* OBJETIVO DE LA TAREA *
Según el fragmento sobre Dostoyevski, ¿por qué quien escribe entendió que este artículo podía ser el primero de una pequeña saga? Explícalo en una a tres oraciones.

* FRAGMENTO CITADO *
▬▬▬▬▬▬

Saltar al contenido

Cómo escribir como Dostoievski (o intentarlo sin perder la cordura en el proceso)

23/11/2025
Dovstoyevski
Índice

    El origen de esta pequeña obsesión literaria.

    Hay escritores que uno empieza leyendo por curiosidad y termina estudiando casi por obligación moral. A mí me pasó eso con Dostoyevski, empecé, como casi todos, con Crimen y castigo; me atrapó, me venció un poco, me dejó pensando durante semanas y, en lugar de saciarme, me abrió un apetito extraño que me llevó a seguir con Los demonios, El jugador, Memorias del subsuelo, El idiota y Los hermanos Karamázov, obras que leí con esa mezcla de fascinación y vértigo que provoca la sensación de estar ante alguien que escribe desde un lugar al que los demás apenas nos asomamos.

    No voy a recrear aquí aquella experiencia inicial —esa historia la conté con más detalle y más devoción en la reseña que hice de Crimen y castigo y que puedes leer aquí: https://vocesdelibros.com/crimen-y-castigo-dostoievski/—, pero sí puedo decir que, cuando volví a Crimen y castigo por tercera vez, no esperaba que ese regreso acabara desencadenando otra cosa, que fue la necesidad de preguntarme por qué escribe así, cómo construye esa intensidad que parece respirarse, qué hace que sus personajes discutan como si estuvieran peleando por su propia alma, y por qué, después de más de un siglo, su estilo sigue siendo tan inquietantemente actual.

    Esa tercera lectura fue el principio de una idea, la de escribir un artículo sobre cómo escribir como Dostoyevski, no para imitarlo, sino para desmenuzar, desde el punto de vista del lector que también escribe, qué mecanismos utiliza, qué decisiones narrativas repite, qué obsesiones estructuran su obra y qué podemos aprender de todo ello sin caer en el pastiche. Y, claro, como me conozco y sé que estas cosas nunca se quedan en un solo intento, también entendí que este artículo podía ser el primero de una pequeña saga sobre mis escritores favoritos, una especie de taller personal donde analizar, sin solemnidad y con bastante curiosidad, la arquitectura interna de quienes más me han marcado.

▬▬▬▬▬▬

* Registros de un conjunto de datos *
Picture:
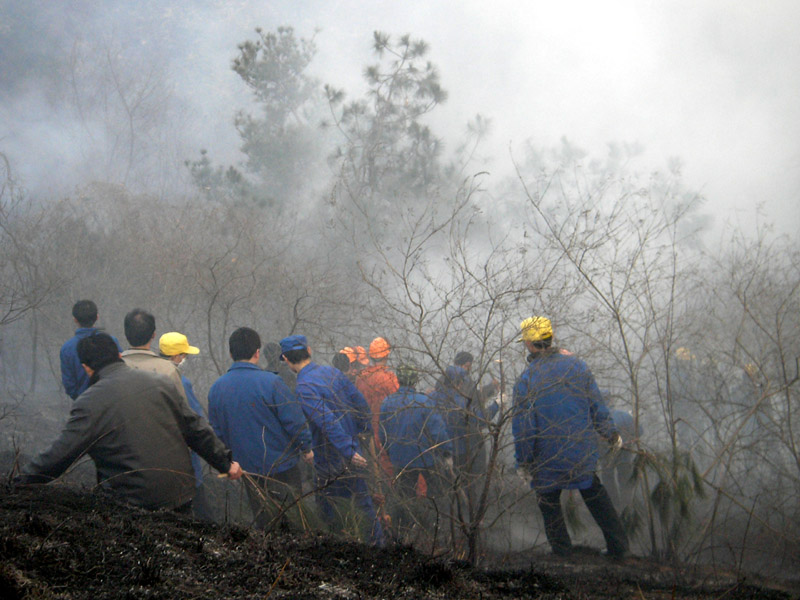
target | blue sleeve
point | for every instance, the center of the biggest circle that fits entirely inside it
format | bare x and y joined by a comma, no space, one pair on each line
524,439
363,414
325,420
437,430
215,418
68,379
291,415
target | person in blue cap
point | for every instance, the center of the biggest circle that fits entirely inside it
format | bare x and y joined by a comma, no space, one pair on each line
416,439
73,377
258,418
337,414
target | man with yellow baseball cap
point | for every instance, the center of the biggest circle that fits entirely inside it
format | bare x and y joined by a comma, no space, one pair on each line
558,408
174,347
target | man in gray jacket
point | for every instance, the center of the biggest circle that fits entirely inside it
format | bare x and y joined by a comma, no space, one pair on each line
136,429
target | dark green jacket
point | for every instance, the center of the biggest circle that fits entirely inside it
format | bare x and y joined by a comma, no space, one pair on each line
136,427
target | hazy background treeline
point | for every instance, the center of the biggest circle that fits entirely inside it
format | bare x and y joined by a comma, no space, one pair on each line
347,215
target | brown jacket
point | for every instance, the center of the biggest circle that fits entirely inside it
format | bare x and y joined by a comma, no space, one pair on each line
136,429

▬▬▬▬▬▬

* LA RESPUESTA *
Porque se conoce y sabe que estas cosas nunca se quedan en un solo intento. Por eso pensó que el artículo podía abrir una pequeña saga sobre sus escritores favoritos.